— What this task involves —
Search the records for the word "window" and copy each line in which it appears.
....
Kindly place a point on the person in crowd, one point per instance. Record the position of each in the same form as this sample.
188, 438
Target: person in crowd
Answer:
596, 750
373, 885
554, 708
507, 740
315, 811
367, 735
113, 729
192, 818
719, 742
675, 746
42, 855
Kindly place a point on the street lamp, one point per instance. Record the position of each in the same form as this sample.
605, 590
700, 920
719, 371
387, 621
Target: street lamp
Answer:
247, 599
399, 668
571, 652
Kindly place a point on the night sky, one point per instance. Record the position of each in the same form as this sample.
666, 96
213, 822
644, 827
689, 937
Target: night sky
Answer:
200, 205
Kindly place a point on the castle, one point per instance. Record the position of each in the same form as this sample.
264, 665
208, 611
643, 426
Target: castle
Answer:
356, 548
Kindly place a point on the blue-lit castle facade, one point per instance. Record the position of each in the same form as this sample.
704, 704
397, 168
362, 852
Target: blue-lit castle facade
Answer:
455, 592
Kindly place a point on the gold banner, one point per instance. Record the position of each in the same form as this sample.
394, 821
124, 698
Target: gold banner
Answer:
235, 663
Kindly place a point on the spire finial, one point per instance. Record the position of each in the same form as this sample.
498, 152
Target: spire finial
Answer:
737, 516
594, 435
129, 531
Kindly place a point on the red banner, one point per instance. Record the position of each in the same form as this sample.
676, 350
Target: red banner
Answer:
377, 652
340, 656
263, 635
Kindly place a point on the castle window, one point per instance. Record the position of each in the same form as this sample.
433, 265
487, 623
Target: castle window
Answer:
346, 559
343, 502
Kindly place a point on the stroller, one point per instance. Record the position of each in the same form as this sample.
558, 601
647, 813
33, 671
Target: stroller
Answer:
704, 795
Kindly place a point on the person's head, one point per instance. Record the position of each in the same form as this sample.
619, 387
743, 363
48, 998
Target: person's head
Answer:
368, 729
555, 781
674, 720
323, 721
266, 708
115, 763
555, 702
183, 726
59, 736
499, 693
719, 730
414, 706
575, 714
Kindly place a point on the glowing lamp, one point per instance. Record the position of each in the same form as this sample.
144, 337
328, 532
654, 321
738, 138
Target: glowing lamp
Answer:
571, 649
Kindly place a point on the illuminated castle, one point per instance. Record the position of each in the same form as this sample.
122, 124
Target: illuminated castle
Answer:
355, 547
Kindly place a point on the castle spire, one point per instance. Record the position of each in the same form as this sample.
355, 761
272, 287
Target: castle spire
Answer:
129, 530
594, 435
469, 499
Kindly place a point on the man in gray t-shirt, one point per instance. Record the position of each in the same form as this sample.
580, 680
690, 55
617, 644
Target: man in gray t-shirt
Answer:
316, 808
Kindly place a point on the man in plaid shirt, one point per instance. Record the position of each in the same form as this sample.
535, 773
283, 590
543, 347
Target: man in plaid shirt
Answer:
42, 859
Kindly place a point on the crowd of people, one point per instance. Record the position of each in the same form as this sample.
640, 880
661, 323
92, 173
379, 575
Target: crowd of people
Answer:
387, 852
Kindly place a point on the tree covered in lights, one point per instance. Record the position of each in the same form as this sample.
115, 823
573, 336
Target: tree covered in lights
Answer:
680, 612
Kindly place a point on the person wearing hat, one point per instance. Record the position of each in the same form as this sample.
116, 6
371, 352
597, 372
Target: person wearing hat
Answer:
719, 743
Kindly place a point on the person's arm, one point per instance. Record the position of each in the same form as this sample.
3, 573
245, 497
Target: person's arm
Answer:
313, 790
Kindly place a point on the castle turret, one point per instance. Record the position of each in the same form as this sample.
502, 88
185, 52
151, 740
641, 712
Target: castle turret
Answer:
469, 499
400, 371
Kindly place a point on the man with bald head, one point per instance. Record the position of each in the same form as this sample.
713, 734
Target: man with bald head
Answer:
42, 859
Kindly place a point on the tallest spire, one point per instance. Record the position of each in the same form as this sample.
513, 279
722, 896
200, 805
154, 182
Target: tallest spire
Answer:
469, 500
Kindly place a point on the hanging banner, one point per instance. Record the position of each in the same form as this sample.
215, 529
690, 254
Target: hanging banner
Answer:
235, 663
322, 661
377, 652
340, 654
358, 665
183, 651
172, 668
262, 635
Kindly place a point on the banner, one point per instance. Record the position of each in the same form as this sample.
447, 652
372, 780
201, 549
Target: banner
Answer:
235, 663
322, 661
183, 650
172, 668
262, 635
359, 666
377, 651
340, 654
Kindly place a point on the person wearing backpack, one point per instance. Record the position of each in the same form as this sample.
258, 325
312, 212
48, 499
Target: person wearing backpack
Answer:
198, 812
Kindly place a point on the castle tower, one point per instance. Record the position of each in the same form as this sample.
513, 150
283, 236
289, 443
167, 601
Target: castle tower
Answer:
....
— Written response —
Kindly place a point on the castle window, one point per instance. Record the position of each in the same form as this sample.
Target: castle window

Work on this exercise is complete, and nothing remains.